• _Input rows_
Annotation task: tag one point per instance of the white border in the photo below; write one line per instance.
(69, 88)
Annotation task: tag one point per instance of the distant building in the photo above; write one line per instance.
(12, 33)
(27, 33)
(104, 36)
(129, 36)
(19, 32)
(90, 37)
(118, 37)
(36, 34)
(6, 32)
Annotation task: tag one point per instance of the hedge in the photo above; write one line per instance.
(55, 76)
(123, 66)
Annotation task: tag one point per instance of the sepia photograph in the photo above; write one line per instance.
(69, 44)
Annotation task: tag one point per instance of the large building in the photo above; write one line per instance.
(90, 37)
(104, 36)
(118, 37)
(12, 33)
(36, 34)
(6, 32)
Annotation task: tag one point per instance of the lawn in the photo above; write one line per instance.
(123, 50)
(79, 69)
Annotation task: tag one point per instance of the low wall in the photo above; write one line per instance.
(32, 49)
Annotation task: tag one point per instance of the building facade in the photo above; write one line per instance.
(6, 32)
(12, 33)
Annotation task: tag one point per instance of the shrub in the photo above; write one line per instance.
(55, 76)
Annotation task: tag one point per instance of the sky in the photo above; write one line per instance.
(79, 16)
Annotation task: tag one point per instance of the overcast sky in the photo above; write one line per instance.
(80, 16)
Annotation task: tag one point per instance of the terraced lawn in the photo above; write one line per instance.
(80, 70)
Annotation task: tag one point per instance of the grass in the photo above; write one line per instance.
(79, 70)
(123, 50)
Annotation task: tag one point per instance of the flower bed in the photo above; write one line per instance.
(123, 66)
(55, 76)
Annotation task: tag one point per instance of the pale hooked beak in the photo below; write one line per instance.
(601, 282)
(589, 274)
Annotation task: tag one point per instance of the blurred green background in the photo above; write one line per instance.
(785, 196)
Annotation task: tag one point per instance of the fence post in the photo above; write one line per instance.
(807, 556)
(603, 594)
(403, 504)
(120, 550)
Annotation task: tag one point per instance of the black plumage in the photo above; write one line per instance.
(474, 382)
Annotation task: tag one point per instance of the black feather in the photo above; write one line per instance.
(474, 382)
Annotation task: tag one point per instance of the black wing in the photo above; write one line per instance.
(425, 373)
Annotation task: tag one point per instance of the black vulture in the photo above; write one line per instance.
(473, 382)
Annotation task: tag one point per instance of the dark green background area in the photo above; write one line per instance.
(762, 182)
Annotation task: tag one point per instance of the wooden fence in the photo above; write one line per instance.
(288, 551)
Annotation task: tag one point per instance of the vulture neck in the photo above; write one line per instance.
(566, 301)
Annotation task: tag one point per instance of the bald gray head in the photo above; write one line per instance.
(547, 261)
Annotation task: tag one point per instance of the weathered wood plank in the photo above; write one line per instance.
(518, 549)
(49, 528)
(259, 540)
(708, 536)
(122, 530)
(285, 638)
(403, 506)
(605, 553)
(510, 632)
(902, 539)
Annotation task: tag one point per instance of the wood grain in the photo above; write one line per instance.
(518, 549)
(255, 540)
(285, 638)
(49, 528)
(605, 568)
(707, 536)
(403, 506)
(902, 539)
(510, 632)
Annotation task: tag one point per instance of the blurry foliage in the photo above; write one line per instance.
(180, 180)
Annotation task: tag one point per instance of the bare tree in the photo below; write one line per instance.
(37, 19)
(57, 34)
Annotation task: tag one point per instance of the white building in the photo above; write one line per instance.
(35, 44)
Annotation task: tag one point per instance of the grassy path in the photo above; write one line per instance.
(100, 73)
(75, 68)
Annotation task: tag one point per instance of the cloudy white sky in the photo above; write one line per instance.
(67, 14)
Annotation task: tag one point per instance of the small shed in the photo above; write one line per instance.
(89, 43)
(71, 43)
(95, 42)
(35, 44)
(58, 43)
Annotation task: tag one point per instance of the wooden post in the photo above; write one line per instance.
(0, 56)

• _Do this_
Reproduce all of the data above line for line, changing nothing.

• _Reply_
Annotation task: tag one point per instance of the white border in the photo below; write one line per instance.
(69, 88)
Annotation task: tag one point per instance of the distant building in the photo above; write one line per instance.
(12, 33)
(27, 33)
(104, 36)
(129, 36)
(19, 32)
(90, 37)
(118, 37)
(36, 34)
(6, 32)
Annotation task: tag one point per instance of the hedge in the photo above; write one line per instance.
(55, 76)
(123, 66)
Annotation task: tag one point per instance of the sepia photograph in the photo above; write one line per instance.
(69, 44)
Annotation task: tag one point per instance of the large building in the photo above; write one line per instance.
(90, 37)
(104, 36)
(118, 37)
(12, 33)
(36, 34)
(6, 32)
Annotation task: tag one point per instance of the lawn in the photo above; write one line per instance.
(123, 50)
(79, 69)
Annotation task: tag one point per instance of the low wall in the photo above; write one line per instance.
(32, 49)
Annotation task: tag one point per instance of the building facade in the photo above; write one line per instance.
(6, 32)
(12, 33)
Annotation task: tag one point per instance of the shrub in the photo above; write one line per instance.
(55, 76)
Annotation task: tag one point per instance of the sky in the photo above; write one line per instance.
(79, 16)
Annotation task: tag one point per instance of the overcast sky in the photo above; write one line per instance.
(80, 16)
Annotation task: tag one point per instance of the terraced lawn in the photo above; write one line per instance.
(80, 70)
Annotation task: tag one point per instance of the grass in the photo above; write one line per instance.
(79, 70)
(123, 50)
Annotation task: tag one point per instance of the flower bed in the photo above; write one line per instance.
(123, 66)
(55, 76)
Annotation task: tag one point per instance of the pale hooked beak in the photo below; write one line per instance.
(601, 282)
(589, 274)
Annotation task: tag one point per instance of the blurred green background in the photo above; write one line per instance.
(785, 196)
Annotation task: tag one point per instance of the fence post in the photo above; write one line per instance.
(807, 556)
(603, 594)
(403, 504)
(120, 550)
Annotation task: tag one point per instance of the black plumage in the photo above; write one line per instance.
(474, 382)
Annotation task: tag one point per instance of the black feather in the photo above; write one line per instance.
(474, 382)
Annotation task: tag one point per instance of the black wing in the photo above; write one line per instance.
(425, 373)
Annotation task: tag one point per instance of the black vulture in the photo above; write one line per instance.
(473, 382)
Annotation task: tag one point per instance of the dark green background area in the photo above; write one line per instance.
(762, 182)
Annotation task: tag one point per instance of the wooden fence in the photo above; write one line per instance.
(288, 551)
Annotation task: tag one point per instance of the vulture neck in the photo above; write one line per instance.
(566, 301)
Annotation task: tag one point per instance of the bald gray head in the photo above; write one line per instance.
(547, 261)
Annotation task: tag one point per instance of the weathered wood plank in the photo above; write one line per instance.
(518, 549)
(49, 528)
(259, 540)
(708, 536)
(122, 530)
(285, 638)
(403, 506)
(605, 553)
(510, 632)
(902, 539)
Annotation task: tag one point per instance of the wood grain in the photo above; write one line per instance.
(518, 549)
(255, 540)
(285, 638)
(49, 528)
(605, 568)
(707, 536)
(403, 506)
(902, 539)
(510, 632)
Annotation task: tag one point per instance of the blurry foliage in the photo above; write one line per instance.
(180, 180)
Annotation task: tag one point per instance of the bare tree in the photo below; write one line per instance.
(37, 19)
(57, 34)
Annotation task: tag one point per instance of the white building in the photo above; write one line per instance.
(35, 44)
Annotation task: tag one point per instance of the grassy path in the photo above; write one line per instance.
(100, 73)
(75, 68)
Annotation task: tag one point per instance of the cloudy white sky in the photo above; write one line per instance.
(67, 14)
Annotation task: tag one point per instance of the small shed in the photo above; write one line per instance.
(89, 43)
(71, 43)
(95, 42)
(35, 44)
(58, 43)
Annotation task: tag one point per instance of the wooden post in the photo above; write one line per instance.
(0, 56)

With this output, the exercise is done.